QUOTED PASSAGE =>
☆ ☆ ☆ ☆ ☆ ☆ ☆

04 January 2007 16:11 [Source: ICIS news]
By Joe Kamalick
WASHINGTON (ICIS news)--US chemical industry leaders are cautiously optimistic about steps by the Department of Homeland Security to protect high-risk production sites from terrorist attacks, but they worry that the department’s proposed rules perhaps provide more questions than answers.
The department issued proposed regulations on 22 December to implement the first law, passed by Congress earlier last year, mandating federal control over security measures at so-called high-risk chemical facilities.
The 79-page proposed rulemaking document covers a lot of regulatory ground, but it leaves some basic issues unresolved. For example, the proposed rule - which is to be made final by early April this year - does not in fact define what a “chemical facility” is under the law. Nor does the proposed set of regulations spell out what criteria will define a “high-risk” chemical facility.
To its credit, the department has deferred making final decisions on these and other fundamental matters until it can consider comments from industry, other federal agencies, environmental groups and state and local governments - in fact, anyone who wants to have a say in what shape the final rules should take.
On one hand, said Maurice McBride, director for security at the National Petrochemical & Refiners Association, “it is fair to say that DHS has done a good job of following the intent of Congress”.
“They have followed congressional direction to make site security standards risk-based,” McBride said, “and they’re giving everyone an opportunity to weigh in on it”.
“Still,” he said, “there are outstanding questions as to how a ‘high-risk’ facility will be determined, and it is hard to see at this point how security standards would be applied to higher risk facilities compared with lower risk sites.”
“By and large, we’re pleased with the proposed rules,” McBride added. “We think they are going in the right direction, but I have to say that there are still a lot of unanswered questions.”
The American Chemistry Council is also favourably disposed toward the proposed rules. “From our perspective,” said the council’s senior director for security and operations, Ted Cromwell, “we feel very positive about the proposal”.
“We think they did a good job,” Cromwell said. “It is a comprehensive approach, a thorough approach that follows the logic and flow of the legislation.”
Even so, Cromwell said one troubling aspect of the proposed regulations and their authorizing legislation is the fact that the whole edifice of mandated security standards will expire in three years. “What we have hanging over us is a fairly comprehensive regulation with timelines and corporate responsibility for implementing these rules and doing the site adjustments - then in three years it sunsets,” he said.
Cromwell also is troubled by the proposed rules’ failure to define the criteria for “high-risk” facilities. He had hoped to see something more definitive from the department on “who is in the rule and who is not”.

☆ ☆ ☆ ☆ ☆ ☆ ☆

DATA FOR ANALYSIS =>
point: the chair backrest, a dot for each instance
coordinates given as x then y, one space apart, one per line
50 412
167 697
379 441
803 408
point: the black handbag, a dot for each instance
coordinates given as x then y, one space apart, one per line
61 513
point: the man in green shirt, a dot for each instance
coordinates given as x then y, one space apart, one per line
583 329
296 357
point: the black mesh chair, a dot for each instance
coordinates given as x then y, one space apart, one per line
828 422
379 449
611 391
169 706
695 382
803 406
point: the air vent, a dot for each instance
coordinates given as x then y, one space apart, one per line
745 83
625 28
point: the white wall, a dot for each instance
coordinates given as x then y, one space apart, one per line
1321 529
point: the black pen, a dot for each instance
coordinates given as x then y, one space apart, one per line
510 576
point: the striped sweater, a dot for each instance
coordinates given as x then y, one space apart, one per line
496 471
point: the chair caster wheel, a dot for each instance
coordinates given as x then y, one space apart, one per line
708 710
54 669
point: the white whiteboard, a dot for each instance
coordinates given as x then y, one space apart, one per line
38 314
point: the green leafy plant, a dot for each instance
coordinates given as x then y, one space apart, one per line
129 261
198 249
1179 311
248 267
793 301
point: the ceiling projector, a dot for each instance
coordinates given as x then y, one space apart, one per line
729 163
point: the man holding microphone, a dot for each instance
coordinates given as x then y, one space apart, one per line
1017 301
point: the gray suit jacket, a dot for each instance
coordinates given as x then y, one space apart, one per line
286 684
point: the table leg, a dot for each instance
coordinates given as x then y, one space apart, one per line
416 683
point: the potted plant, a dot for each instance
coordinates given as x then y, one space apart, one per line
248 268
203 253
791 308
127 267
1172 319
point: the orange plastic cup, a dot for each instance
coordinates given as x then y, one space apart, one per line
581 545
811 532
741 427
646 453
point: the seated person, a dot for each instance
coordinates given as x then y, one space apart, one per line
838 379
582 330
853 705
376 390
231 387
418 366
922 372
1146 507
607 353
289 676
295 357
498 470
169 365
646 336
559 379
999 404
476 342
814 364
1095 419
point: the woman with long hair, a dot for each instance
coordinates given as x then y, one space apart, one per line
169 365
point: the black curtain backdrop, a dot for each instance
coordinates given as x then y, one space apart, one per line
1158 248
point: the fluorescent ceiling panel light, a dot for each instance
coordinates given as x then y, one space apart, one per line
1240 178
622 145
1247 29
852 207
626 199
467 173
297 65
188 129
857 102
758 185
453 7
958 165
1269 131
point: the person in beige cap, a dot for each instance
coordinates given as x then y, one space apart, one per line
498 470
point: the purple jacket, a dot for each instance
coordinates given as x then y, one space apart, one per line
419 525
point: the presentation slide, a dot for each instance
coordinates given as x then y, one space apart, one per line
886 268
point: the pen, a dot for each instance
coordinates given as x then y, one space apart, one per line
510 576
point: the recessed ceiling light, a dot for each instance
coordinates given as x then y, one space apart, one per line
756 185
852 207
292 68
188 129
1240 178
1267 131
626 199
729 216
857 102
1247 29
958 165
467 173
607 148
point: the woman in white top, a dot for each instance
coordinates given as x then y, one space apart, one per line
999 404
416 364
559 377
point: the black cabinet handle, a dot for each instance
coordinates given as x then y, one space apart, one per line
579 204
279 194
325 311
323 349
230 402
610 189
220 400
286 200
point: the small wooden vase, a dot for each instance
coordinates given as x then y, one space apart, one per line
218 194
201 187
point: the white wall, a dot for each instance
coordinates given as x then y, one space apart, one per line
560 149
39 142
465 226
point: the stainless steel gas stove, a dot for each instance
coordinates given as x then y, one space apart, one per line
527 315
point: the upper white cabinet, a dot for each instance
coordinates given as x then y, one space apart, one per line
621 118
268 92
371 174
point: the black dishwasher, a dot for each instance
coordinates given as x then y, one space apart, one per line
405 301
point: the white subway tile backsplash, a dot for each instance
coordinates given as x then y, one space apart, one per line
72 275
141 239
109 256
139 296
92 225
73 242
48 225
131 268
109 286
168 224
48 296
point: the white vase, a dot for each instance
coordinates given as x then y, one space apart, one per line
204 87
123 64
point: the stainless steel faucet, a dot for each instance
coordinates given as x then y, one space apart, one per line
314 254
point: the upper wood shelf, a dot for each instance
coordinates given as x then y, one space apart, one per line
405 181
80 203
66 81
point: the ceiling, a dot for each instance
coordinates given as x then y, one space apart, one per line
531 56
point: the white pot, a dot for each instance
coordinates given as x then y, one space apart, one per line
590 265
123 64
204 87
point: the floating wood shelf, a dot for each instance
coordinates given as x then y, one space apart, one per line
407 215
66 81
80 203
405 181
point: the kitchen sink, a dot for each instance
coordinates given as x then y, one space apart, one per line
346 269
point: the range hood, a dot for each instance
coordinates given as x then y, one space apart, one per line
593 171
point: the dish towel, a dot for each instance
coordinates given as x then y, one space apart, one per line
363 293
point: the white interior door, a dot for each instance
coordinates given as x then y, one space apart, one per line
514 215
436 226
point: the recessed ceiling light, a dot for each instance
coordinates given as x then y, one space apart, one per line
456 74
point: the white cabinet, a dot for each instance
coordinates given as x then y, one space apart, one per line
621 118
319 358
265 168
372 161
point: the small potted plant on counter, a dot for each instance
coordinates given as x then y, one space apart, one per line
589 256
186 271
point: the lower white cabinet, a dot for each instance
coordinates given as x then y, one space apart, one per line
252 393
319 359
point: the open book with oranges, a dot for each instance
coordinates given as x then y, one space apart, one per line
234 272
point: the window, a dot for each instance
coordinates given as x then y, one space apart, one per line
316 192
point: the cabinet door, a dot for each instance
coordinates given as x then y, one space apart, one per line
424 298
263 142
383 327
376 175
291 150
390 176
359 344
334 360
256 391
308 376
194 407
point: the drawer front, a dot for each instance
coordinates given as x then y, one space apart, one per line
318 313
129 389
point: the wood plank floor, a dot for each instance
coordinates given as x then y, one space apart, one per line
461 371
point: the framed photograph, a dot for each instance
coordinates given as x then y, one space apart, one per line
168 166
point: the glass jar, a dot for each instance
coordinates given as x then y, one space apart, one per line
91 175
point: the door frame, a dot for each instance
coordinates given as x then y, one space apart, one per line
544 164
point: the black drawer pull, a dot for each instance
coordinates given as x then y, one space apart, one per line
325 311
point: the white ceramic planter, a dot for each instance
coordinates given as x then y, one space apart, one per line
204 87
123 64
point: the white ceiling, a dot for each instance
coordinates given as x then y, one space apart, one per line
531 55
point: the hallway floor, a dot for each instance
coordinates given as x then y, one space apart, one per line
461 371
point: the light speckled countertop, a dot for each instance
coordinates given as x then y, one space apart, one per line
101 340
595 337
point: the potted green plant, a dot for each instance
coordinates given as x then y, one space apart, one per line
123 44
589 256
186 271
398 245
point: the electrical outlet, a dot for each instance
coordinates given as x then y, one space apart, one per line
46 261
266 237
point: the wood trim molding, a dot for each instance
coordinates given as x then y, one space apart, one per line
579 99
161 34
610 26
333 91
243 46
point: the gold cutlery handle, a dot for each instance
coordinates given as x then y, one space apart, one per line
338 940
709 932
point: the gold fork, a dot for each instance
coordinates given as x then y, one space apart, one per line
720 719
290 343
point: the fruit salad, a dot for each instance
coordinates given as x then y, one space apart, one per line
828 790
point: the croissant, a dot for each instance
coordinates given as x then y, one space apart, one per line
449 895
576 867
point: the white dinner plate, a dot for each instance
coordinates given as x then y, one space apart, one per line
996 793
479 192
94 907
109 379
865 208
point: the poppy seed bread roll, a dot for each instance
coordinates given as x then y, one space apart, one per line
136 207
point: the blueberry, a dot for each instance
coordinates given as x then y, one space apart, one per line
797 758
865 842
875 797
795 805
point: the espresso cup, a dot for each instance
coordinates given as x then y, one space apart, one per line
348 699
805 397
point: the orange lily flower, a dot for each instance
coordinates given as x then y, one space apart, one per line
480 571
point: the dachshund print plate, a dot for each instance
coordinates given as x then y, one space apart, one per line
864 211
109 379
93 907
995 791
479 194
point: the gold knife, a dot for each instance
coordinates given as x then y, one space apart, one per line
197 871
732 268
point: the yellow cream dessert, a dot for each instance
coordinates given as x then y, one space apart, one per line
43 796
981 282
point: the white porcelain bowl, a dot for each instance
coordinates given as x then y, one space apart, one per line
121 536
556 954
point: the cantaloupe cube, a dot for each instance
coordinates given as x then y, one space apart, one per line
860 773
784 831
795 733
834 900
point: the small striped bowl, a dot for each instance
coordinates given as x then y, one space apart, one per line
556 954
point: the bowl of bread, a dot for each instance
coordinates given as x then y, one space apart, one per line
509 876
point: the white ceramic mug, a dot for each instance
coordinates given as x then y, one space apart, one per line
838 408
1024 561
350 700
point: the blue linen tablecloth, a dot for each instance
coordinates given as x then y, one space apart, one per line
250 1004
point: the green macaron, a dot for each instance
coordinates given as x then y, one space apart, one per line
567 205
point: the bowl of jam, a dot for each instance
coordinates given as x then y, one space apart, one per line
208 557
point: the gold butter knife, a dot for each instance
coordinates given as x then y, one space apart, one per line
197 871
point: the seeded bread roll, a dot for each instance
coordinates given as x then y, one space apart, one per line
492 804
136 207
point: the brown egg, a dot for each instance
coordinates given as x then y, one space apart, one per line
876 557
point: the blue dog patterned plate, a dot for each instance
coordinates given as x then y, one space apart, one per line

☆ ☆ ☆ ☆ ☆ ☆ ☆

TASK ITEM A => Do these statements agree with the news report on chemical site security? Answer yes or no for each, quoting the words of the report that decide it. (i) The proposed rules define what a "chemical facility" is under the law. (ii) The mandated security standards are set to expire in three years. (iii) The department issued its proposed regulations on 22 December.
TASK ITEM B => Write the next few paragraphs of the news report on chemical site security, picking up after its final paragraph.

YOUR RESPONSE A =>
(i) No: "does not in fact define what a “chemical facility” is under the law"
(ii) Yes: "the whole edifice of mandated security standards will expire in three years"
(iii) Yes: "The department issued proposed regulations on 22 December"

YOUR RESPONSE B =>
It is good that the department is taking comment from industry and the public on how “high-risk” it to be defined, he said, “but you want an applicability threshold so that companies can start making the necessary business decisions to comply with the regulations”.
“The bad news,” said Cromwell, “is that the question of what is ‘high-risk’ is still open-ended, and a lot will turn on that definition”.
Jim Cooper, senior manager for government relations at the Synthetic Organic Chemical Manufacturers Association (SOCMA), also believes that the department’s proposed site security rules are “absolutely a step in the right direction”.
“That’s not to say that we are totally satisfied with the proposal,” Cooper added. “We have some questions, some points of disagreement with the proposed rules, but that doesn’t mean that this is not a step in the right direction”.
For example, Cooper said the association wonders about performance standards suggested in the rules for counter measures in the event of a terrorist attack.
“We don’t know what the department’s expectation is in terms of a counter-measures response,” he said. “Does that mean that any covered facility should be able to repel an attack if one occurs? Maybe counter measures just means calling the local police authorities and doing emergency response. Or will the rule require small militias at these production sites? We’d have some serious concerns about that.”
Probably the most troubling aspect of the proposed rules is that they are a short-term solution that will of necessity be replaced by yet another legislative mandate for chemical site security, perhaps as early as this year.
For while the chemicals industry is largely sanguine about the direction being taken in the department’s proposed rules, the environmental community and key players among the new Democrat leadership on Capitol Hill are decidedly unhappy with the department’s approach.
Rick Hind, legislative director the Greenpeace national toxics campaign, termed the interim site security measure “purely temporary and wholly inadequate”. He expects Democrats will use their new majority powers in Congress to pass more comprehensive and permanent site security legislation this year.